**PROBLEM DETAILS:**
Please say how many lines of the entries below contain the word "fireplace", and leave out everything else.

**RECORDS SUPPLIED:**
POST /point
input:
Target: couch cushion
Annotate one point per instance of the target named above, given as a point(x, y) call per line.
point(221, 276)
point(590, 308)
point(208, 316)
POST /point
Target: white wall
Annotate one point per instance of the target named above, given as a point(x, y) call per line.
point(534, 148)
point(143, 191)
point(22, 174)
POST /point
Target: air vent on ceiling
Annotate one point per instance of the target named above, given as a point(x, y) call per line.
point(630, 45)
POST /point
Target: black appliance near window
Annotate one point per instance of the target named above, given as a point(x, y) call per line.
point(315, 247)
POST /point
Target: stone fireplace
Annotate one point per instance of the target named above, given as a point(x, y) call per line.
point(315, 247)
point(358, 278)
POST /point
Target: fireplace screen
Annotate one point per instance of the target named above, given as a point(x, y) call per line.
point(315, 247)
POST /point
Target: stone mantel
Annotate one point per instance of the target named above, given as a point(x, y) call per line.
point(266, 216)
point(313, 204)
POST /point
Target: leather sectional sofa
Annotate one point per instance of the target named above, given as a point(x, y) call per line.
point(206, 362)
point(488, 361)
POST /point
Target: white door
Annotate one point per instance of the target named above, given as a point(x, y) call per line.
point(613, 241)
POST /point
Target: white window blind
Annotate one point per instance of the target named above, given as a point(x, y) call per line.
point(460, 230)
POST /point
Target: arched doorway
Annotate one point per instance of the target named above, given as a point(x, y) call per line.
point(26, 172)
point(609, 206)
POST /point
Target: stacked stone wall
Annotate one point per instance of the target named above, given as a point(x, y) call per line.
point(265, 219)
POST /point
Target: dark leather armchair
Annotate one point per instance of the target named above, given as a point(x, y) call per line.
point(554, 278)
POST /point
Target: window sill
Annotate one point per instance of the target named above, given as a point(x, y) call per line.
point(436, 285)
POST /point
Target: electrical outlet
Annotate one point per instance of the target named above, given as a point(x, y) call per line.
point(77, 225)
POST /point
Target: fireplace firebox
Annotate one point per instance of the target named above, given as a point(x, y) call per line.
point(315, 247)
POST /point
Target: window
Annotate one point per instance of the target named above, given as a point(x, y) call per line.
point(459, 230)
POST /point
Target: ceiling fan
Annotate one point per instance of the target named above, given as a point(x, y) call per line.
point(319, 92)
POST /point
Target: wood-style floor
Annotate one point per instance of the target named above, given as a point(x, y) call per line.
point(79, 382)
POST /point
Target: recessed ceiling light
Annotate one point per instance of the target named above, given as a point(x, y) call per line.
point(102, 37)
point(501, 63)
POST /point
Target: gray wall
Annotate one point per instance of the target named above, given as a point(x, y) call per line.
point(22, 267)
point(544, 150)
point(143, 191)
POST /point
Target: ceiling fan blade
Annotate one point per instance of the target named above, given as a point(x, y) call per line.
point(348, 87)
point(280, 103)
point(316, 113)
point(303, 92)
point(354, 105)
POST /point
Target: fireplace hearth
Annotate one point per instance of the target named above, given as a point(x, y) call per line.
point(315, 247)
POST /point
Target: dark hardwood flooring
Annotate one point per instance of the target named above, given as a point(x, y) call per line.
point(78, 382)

**ANSWER SECTION:**
4